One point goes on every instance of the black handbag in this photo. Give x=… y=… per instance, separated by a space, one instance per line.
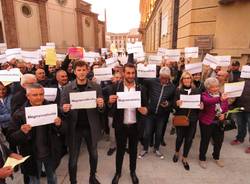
x=228 y=124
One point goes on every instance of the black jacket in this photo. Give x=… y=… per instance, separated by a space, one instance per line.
x=118 y=114
x=27 y=143
x=194 y=113
x=157 y=94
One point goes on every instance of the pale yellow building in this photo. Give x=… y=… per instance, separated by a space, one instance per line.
x=31 y=23
x=217 y=27
x=120 y=40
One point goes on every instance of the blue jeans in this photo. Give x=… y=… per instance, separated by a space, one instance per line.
x=154 y=122
x=50 y=173
x=243 y=122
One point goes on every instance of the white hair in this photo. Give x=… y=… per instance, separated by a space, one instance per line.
x=165 y=71
x=26 y=77
x=211 y=81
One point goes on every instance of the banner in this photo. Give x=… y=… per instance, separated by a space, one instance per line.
x=173 y=55
x=193 y=68
x=210 y=61
x=234 y=89
x=155 y=60
x=41 y=115
x=190 y=101
x=50 y=58
x=50 y=94
x=12 y=75
x=75 y=52
x=223 y=61
x=31 y=56
x=103 y=74
x=127 y=100
x=148 y=71
x=245 y=72
x=191 y=52
x=13 y=54
x=83 y=100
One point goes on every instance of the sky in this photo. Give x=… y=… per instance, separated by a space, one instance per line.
x=122 y=15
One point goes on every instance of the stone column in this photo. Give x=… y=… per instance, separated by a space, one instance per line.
x=43 y=21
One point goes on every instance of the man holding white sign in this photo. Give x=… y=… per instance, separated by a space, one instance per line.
x=42 y=143
x=126 y=121
x=82 y=122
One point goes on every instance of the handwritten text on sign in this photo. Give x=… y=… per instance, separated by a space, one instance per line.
x=83 y=100
x=41 y=115
x=234 y=89
x=127 y=100
x=148 y=71
x=190 y=101
x=103 y=74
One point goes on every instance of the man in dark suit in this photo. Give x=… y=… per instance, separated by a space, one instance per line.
x=126 y=122
x=82 y=123
x=4 y=154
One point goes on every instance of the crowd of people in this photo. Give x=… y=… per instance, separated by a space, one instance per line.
x=146 y=125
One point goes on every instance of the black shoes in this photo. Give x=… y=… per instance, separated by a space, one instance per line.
x=111 y=151
x=116 y=178
x=93 y=180
x=134 y=178
x=185 y=165
x=175 y=158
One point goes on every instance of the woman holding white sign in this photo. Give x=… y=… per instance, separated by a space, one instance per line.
x=185 y=133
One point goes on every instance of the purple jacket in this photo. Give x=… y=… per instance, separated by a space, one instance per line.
x=207 y=115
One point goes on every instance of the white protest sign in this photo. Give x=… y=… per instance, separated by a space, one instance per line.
x=83 y=100
x=3 y=47
x=12 y=75
x=193 y=68
x=155 y=59
x=139 y=56
x=104 y=51
x=191 y=52
x=136 y=47
x=51 y=45
x=148 y=71
x=90 y=56
x=60 y=57
x=210 y=61
x=173 y=55
x=3 y=58
x=234 y=89
x=31 y=56
x=223 y=60
x=190 y=101
x=103 y=74
x=13 y=54
x=111 y=62
x=245 y=72
x=50 y=94
x=41 y=115
x=162 y=51
x=127 y=100
x=123 y=59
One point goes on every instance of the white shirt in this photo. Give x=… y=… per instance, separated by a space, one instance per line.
x=129 y=114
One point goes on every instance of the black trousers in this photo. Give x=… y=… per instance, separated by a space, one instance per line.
x=186 y=135
x=207 y=132
x=130 y=133
x=74 y=150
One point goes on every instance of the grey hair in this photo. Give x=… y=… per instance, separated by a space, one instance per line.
x=165 y=71
x=26 y=77
x=33 y=86
x=211 y=81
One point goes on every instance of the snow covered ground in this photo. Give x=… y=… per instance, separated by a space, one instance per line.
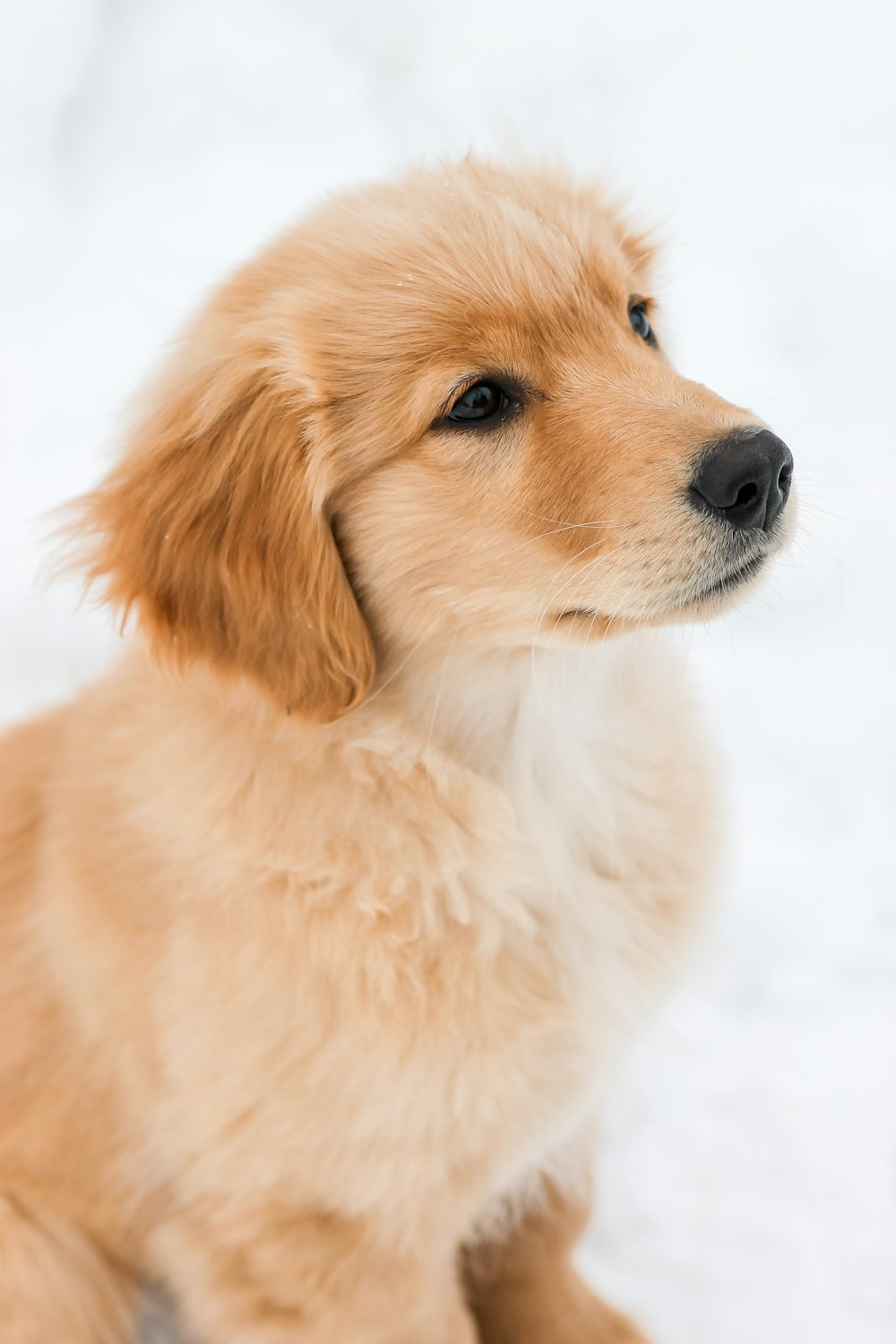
x=748 y=1185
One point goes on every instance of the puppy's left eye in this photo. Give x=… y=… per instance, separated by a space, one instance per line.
x=641 y=323
x=481 y=402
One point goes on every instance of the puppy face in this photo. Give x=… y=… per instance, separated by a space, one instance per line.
x=452 y=390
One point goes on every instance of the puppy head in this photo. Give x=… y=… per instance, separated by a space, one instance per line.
x=452 y=390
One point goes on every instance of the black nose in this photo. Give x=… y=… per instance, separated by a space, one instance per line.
x=745 y=478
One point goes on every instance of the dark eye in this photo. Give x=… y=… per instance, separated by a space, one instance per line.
x=484 y=401
x=641 y=323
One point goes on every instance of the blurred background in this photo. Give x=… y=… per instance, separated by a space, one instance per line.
x=748 y=1179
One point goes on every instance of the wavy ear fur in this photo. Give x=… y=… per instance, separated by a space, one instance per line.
x=212 y=531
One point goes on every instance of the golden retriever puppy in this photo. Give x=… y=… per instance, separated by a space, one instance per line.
x=325 y=914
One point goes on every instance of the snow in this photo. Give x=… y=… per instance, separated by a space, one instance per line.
x=748 y=1180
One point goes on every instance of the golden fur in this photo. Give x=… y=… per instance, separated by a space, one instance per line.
x=325 y=914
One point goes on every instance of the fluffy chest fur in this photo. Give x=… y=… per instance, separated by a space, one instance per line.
x=422 y=960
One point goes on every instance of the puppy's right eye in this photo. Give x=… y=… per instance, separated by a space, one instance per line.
x=481 y=402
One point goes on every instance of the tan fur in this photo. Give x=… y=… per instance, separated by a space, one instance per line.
x=308 y=1012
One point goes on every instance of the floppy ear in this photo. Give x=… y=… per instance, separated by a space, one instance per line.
x=211 y=530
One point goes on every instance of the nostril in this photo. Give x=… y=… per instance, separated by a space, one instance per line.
x=743 y=478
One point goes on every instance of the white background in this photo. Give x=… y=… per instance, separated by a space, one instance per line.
x=748 y=1182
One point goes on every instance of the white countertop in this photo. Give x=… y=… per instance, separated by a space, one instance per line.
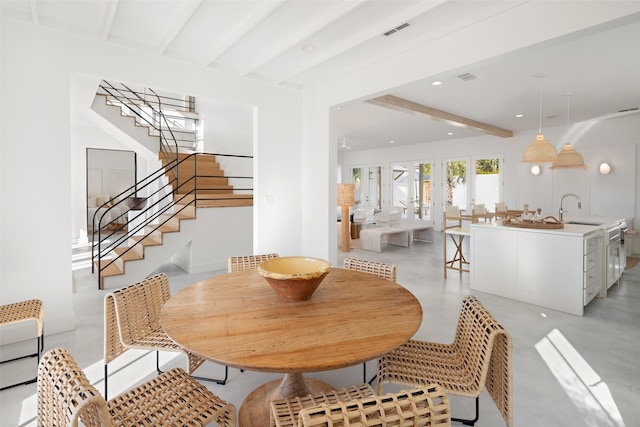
x=568 y=230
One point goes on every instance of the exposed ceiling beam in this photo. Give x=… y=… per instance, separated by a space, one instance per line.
x=33 y=7
x=359 y=37
x=259 y=14
x=181 y=20
x=320 y=23
x=406 y=106
x=112 y=6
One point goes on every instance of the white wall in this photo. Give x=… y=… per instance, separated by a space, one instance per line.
x=36 y=160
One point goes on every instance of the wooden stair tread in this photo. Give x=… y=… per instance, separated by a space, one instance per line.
x=108 y=270
x=146 y=240
x=127 y=255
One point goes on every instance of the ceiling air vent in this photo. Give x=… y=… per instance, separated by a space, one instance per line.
x=468 y=76
x=398 y=28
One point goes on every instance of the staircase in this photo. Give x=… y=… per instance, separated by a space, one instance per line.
x=167 y=221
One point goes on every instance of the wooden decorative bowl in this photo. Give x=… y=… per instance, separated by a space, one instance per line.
x=294 y=278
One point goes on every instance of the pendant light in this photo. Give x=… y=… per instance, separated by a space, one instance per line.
x=540 y=150
x=568 y=157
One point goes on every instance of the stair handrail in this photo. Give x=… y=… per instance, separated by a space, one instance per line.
x=163 y=196
x=164 y=204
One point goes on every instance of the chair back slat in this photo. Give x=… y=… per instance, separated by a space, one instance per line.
x=479 y=357
x=248 y=262
x=424 y=406
x=65 y=395
x=138 y=308
x=112 y=345
x=379 y=269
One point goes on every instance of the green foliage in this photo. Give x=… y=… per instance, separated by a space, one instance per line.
x=487 y=166
x=456 y=175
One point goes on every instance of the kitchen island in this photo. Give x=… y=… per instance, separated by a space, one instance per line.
x=561 y=269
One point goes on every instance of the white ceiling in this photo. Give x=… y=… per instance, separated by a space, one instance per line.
x=298 y=42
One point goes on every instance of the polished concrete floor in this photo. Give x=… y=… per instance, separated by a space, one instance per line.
x=568 y=370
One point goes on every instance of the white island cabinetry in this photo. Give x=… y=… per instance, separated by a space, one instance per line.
x=559 y=269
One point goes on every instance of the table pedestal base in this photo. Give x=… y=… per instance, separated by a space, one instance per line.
x=256 y=408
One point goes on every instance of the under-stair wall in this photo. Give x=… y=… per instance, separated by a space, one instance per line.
x=203 y=244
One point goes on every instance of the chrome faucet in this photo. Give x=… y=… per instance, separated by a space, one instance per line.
x=562 y=211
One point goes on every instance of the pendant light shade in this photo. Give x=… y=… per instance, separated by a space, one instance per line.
x=569 y=157
x=540 y=150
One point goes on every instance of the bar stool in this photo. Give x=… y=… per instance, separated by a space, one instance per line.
x=20 y=312
x=457 y=233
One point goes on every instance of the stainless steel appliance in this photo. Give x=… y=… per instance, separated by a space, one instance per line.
x=616 y=258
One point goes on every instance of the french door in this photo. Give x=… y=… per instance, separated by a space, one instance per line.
x=467 y=183
x=411 y=184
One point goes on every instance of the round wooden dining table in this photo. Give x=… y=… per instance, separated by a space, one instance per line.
x=237 y=320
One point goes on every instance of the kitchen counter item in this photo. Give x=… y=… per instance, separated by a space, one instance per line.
x=546 y=222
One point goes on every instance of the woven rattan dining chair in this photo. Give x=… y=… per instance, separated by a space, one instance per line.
x=284 y=412
x=480 y=356
x=132 y=321
x=423 y=406
x=379 y=269
x=248 y=262
x=65 y=397
x=23 y=311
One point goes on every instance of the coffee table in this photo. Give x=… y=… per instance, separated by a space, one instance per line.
x=236 y=319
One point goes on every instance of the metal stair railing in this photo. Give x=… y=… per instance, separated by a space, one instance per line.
x=166 y=198
x=152 y=113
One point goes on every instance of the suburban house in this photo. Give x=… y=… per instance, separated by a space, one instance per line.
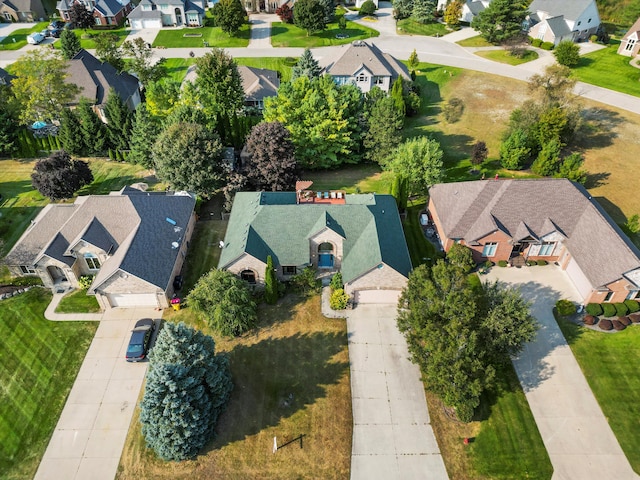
x=257 y=83
x=105 y=12
x=630 y=43
x=22 y=11
x=364 y=65
x=95 y=79
x=155 y=14
x=554 y=21
x=358 y=235
x=549 y=219
x=133 y=242
x=470 y=8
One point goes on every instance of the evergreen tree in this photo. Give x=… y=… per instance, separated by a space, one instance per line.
x=70 y=133
x=143 y=135
x=69 y=44
x=307 y=66
x=93 y=132
x=270 y=283
x=187 y=388
x=119 y=121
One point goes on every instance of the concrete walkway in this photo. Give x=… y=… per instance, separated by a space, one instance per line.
x=575 y=432
x=392 y=434
x=89 y=437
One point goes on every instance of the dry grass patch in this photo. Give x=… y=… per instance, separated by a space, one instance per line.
x=291 y=377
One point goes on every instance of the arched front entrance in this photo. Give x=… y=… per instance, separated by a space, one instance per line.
x=325 y=255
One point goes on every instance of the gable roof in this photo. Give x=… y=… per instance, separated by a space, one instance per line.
x=131 y=226
x=272 y=223
x=349 y=59
x=469 y=210
x=96 y=78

- - - - -

Kannst du alles von der Zeile mit „One point goes on every instance of the man in“ bis hinunter zur Zeile mit „x=146 y=125“ erneut ausgeben und dabei „dark suit“ gegen „gray suit“ tauschen, während alles andere unverändert bleibt?

Schriftliche Lösung –
One point goes on every instance of the man in gray suit in this photo. Give x=… y=… per instance, separated by a space, one instance per line.
x=126 y=122
x=82 y=123
x=4 y=154
One point goes on every instance of the crowd of people in this photo. Give x=… y=… per instance, separated by a space, one instance per line.
x=146 y=125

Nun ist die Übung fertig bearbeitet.